→ **所给文本**
【图神经网络——PubMed】

PubMed

1、导包:

python 复制代码
import time

import torch
from torch_geometric.datasets import Planetoid
from torch_geometric.transforms import NormalizeFeatures
import matplotlib.pyplot as plt
import torch.nn as nn
from torch_geometric.nn import GCNConv
import torch.nn.functional as F

2、加载数据集

python 复制代码
dataset = Planetoid(root='data/Planetoid',name='PubMed',transform=NormalizeFeatures())

观测数据集

python 复制代码
print(f'Dataset: {dataset}')
print('==================')
print(f'Number of graphs:{len(dataset)}')
print(f'Number of features:{dataset.num_features}')
print(f'Number of classes:{dataset.num_classes}')

data = dataset[0]

print()
# Data(x=[19717, 500], edge_index=[2, 88648], y=[19717], train_mask=[19717], val_mask=[19717], test_mask=[19717])
print(data)
print('=====================================================')
print(f'Number of nodes:{data.num_nodes}')
print(f'Number of edges:{data.num_edges}')
print(f'Average node degree: {data.num_edges / data.num_nodes:.2f}')
print(f'Number of training nodes: {data.train_mask.sum()}')
print(f'Training node label trate: {int(data.train_mask.sum()) / data.num_nodes:.2f}')
print(f'Has isolated nodes: {data.has_isolated_nodes()}')
print(f'Has self-loops:{data.has_self_loops()}')
print(f'Is undirected:{data.is_undirected()}')

# train_mask数据集中有True和False 两种类型,True表示是训练集,
# 使用data.train_mask.sum() 统计出train_mask 中属于训练集的元素
print(int(data.train_mask.sum()))
print(int(data.val_mask.sum()))
print(int(data.test_mask.sum()))
print('===========================')

输出如下:Dataset: PubMed()

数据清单

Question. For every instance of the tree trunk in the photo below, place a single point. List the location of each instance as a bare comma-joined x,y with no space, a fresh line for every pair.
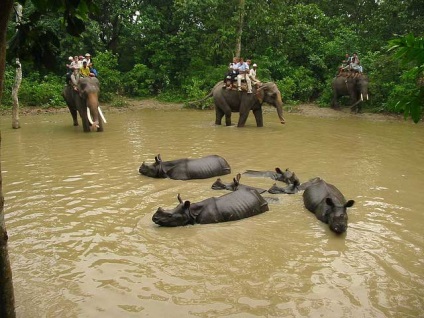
7,299
15,90
18,77
240,27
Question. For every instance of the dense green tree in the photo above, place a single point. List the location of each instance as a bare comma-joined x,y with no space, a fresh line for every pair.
409,50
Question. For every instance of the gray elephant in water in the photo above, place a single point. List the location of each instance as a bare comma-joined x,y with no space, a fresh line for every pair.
354,86
232,101
85,101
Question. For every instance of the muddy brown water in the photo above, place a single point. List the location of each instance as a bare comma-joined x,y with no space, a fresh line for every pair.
82,243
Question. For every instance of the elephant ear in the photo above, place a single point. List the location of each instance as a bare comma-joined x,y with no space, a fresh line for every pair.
260,94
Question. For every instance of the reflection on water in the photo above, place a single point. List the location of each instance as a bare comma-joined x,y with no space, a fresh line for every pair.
82,243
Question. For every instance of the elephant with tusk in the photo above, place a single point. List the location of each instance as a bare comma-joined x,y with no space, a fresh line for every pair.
85,101
354,86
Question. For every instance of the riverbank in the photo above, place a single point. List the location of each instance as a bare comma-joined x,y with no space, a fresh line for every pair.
310,110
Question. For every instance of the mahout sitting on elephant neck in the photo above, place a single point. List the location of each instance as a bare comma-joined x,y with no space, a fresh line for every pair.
232,206
327,203
233,186
229,101
186,169
85,101
356,87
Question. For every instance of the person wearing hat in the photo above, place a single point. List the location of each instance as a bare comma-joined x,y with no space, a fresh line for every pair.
252,75
88,58
80,58
85,70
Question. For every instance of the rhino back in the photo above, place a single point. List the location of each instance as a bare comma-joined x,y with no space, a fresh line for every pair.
207,167
233,206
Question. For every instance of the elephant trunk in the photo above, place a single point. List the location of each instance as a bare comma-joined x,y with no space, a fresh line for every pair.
93,111
279,106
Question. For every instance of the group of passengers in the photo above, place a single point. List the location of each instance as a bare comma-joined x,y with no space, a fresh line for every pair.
79,66
240,70
351,63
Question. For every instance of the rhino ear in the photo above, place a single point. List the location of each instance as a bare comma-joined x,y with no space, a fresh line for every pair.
329,202
349,203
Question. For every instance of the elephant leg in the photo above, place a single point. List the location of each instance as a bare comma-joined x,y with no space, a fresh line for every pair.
334,102
74,115
219,114
243,118
84,119
67,94
259,117
100,128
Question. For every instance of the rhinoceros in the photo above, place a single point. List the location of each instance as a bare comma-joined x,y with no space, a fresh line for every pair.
186,169
232,206
327,203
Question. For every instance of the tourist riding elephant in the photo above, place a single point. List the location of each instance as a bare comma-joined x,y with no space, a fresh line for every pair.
233,206
85,101
354,86
232,101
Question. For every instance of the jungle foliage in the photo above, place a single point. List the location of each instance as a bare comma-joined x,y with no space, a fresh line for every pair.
179,49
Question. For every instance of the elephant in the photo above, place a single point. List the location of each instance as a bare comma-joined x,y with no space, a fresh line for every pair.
233,186
232,101
286,176
186,169
355,86
232,206
85,101
328,204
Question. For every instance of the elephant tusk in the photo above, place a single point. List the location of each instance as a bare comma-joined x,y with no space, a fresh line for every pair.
89,116
101,115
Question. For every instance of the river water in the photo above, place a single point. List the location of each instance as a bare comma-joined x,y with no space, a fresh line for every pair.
82,242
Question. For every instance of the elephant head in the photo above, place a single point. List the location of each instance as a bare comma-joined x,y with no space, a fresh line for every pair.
89,88
270,94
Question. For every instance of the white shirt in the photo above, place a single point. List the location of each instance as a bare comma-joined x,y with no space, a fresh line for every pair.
252,73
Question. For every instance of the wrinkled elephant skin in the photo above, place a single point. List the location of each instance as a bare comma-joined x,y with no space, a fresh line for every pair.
186,169
355,87
84,100
229,101
328,204
233,206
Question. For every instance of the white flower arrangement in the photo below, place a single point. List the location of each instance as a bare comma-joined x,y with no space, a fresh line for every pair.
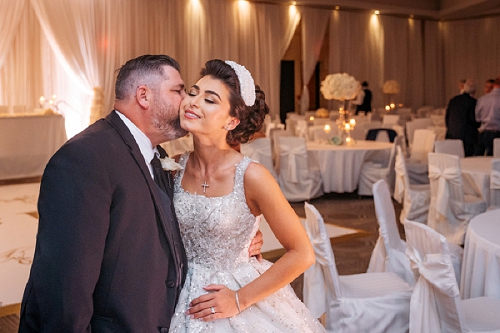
169,164
340,86
391,87
322,113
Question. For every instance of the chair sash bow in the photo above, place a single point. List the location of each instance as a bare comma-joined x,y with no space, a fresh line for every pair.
444,178
495,180
399,186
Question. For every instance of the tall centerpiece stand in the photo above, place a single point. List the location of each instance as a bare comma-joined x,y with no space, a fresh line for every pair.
343,88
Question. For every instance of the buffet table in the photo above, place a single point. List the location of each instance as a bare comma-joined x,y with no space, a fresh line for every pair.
340,166
27,142
481,262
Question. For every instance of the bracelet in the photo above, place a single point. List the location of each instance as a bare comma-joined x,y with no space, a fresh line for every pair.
237,301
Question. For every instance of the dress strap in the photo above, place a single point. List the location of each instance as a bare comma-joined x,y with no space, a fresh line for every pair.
239,176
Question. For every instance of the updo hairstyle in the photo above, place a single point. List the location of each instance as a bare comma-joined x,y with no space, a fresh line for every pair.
251,117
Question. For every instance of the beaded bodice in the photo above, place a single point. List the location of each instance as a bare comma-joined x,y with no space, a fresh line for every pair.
216,231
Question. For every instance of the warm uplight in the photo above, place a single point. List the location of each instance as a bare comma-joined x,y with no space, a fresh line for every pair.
243,5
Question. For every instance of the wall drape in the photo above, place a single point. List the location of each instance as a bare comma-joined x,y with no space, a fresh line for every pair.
69,47
314,24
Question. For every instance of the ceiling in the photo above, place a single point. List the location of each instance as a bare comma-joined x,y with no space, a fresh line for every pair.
427,9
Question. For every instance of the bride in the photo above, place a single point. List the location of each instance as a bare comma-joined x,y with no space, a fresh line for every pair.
219,196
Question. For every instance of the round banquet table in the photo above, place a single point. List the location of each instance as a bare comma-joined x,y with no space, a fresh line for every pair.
340,166
476,173
481,262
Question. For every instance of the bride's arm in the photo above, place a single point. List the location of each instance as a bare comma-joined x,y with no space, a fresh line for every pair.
263,196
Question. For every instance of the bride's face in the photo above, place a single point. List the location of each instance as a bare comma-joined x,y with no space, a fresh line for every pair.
205,109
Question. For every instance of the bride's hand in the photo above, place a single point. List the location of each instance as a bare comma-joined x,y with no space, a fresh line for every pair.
219,303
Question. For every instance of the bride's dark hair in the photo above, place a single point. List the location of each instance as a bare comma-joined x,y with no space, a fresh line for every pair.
251,117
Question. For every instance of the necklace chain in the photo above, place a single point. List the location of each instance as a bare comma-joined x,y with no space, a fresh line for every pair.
205,184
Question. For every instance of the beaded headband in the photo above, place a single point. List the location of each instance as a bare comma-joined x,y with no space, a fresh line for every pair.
247,85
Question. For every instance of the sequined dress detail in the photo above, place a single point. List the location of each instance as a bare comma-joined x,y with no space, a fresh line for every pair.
217,233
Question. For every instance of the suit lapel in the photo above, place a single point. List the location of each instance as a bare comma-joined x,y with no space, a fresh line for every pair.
163,205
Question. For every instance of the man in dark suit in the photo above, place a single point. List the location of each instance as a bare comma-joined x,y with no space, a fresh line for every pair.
109,256
460,118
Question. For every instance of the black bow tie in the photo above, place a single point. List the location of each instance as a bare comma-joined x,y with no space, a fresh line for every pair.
160,176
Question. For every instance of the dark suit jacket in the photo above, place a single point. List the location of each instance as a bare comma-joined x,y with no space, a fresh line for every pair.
461,121
109,256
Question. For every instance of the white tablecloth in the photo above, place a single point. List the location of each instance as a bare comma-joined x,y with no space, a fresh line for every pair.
28,142
341,165
476,174
481,262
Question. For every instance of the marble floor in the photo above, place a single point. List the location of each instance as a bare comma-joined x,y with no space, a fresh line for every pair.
352,249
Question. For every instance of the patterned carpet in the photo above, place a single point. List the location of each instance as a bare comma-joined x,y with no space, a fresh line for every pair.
352,248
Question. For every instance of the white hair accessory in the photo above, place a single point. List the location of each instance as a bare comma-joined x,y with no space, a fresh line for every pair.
247,85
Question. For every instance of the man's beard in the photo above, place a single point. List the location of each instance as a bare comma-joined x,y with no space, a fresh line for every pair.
166,120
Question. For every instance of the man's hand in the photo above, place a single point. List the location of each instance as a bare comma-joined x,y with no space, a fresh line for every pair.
256,246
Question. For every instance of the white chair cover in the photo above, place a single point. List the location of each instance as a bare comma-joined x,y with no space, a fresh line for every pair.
496,147
449,146
423,143
412,126
450,211
371,172
435,303
389,252
415,197
369,302
260,150
495,184
298,179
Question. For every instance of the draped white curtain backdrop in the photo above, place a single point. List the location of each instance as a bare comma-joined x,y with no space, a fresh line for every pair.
314,24
69,47
375,49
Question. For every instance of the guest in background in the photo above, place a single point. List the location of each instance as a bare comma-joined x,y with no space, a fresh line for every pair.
488,114
461,85
488,86
460,118
363,100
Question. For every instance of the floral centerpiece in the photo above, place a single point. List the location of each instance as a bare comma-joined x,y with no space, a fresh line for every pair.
340,86
391,87
322,113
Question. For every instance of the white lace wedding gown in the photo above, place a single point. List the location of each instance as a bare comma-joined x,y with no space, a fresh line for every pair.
217,233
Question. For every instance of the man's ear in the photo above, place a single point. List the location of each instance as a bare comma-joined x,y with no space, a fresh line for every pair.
142,95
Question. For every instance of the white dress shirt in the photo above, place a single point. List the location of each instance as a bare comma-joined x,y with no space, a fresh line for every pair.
142,140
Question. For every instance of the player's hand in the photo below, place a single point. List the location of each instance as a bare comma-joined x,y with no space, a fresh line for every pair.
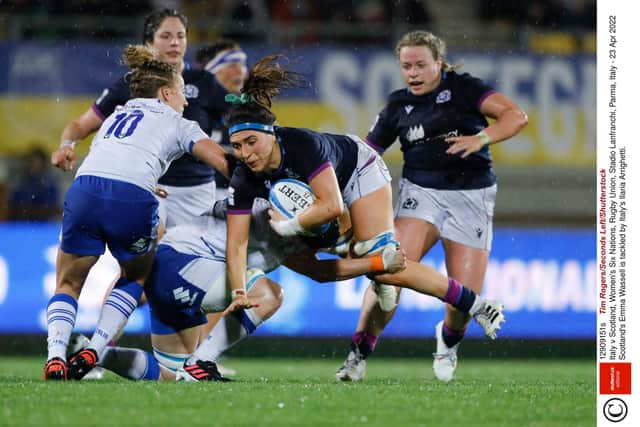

→ **练习任务**
1) 在关于PubMed图神经网络的文本中，train_mask 里的 True 表示什么？
2) 请从关于PubMed图神经网络的文本中原样抄录一段：以含有“print('=====================================================')”的词句开头，以“print(int(data.val_mask.sum()))”结尾。

→ **练习答案**
1) True 表示是训练集。

2)
print('=====================================================')
print(f'Number of nodes:{data.num_nodes}')
print(f'Number of edges:{data.num_edges}')
print(f'Average node degree: {data.num_edges / data.num_nodes:.2f}')
print(f'Number of training nodes: {data.train_mask.sum()}')
print(f'Training node label trate: {int(data.train_mask.sum()) / data.num_nodes:.2f}')
print(f'Has isolated nodes: {data.has_isolated_nodes()}')
print(f'Has self-loops:{data.has_self_loops()}')
print(f'Is undirected:{data.is_undirected()}')

# train_mask数据集中有True和False 两种类型,True表示是训练集,
# 使用data.train_mask.sum() 统计出train_mask 中属于训练集的元素
print(int(data.train_mask.sum()))
print(int(data.val_mask.sum()))